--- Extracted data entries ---
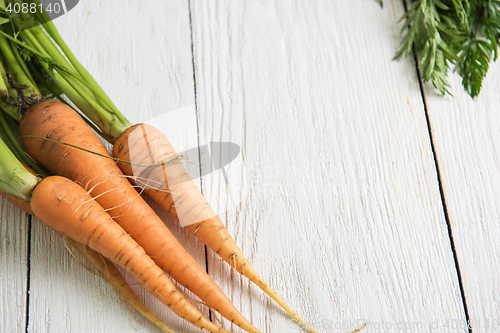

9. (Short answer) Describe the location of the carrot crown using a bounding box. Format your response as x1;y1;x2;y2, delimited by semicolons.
0;1;131;142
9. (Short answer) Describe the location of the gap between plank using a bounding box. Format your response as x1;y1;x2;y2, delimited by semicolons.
187;0;213;323
401;1;472;332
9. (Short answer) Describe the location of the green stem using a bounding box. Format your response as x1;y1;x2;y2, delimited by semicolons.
1;10;132;141
25;27;92;96
0;30;116;141
0;108;48;176
0;31;40;101
0;56;10;95
1;29;130;141
0;115;20;160
26;59;65;103
0;110;22;158
0;138;40;200
42;21;129;126
26;26;131;136
23;61;108;139
10;37;36;84
0;98;20;120
52;70;119;142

--- Assignment ---
Beginning at the line that contains "9. (Short answer) Describe the location of the gap", reproduce every line down to the last line of the entries above, exactly and only those.

--- Task answer ---
9. (Short answer) Describe the location of the gap between plank using a bounding box. Format your response as x1;y1;x2;y2, delimited by semicolons.
187;0;213;323
401;1;472;332
9. (Short answer) Describe the location of the green stem using a bounding box. Format your response as x1;y1;x2;y2, delimited by semicolons.
1;10;132;141
25;27;92;96
0;30;116;141
0;108;48;176
0;31;40;101
0;56;10;95
1;29;130;141
0;115;20;160
26;59;65;103
0;110;22;158
0;138;40;200
42;21;129;126
26;26;131;136
23;61;108;139
10;37;36;84
0;98;20;120
52;70;119;142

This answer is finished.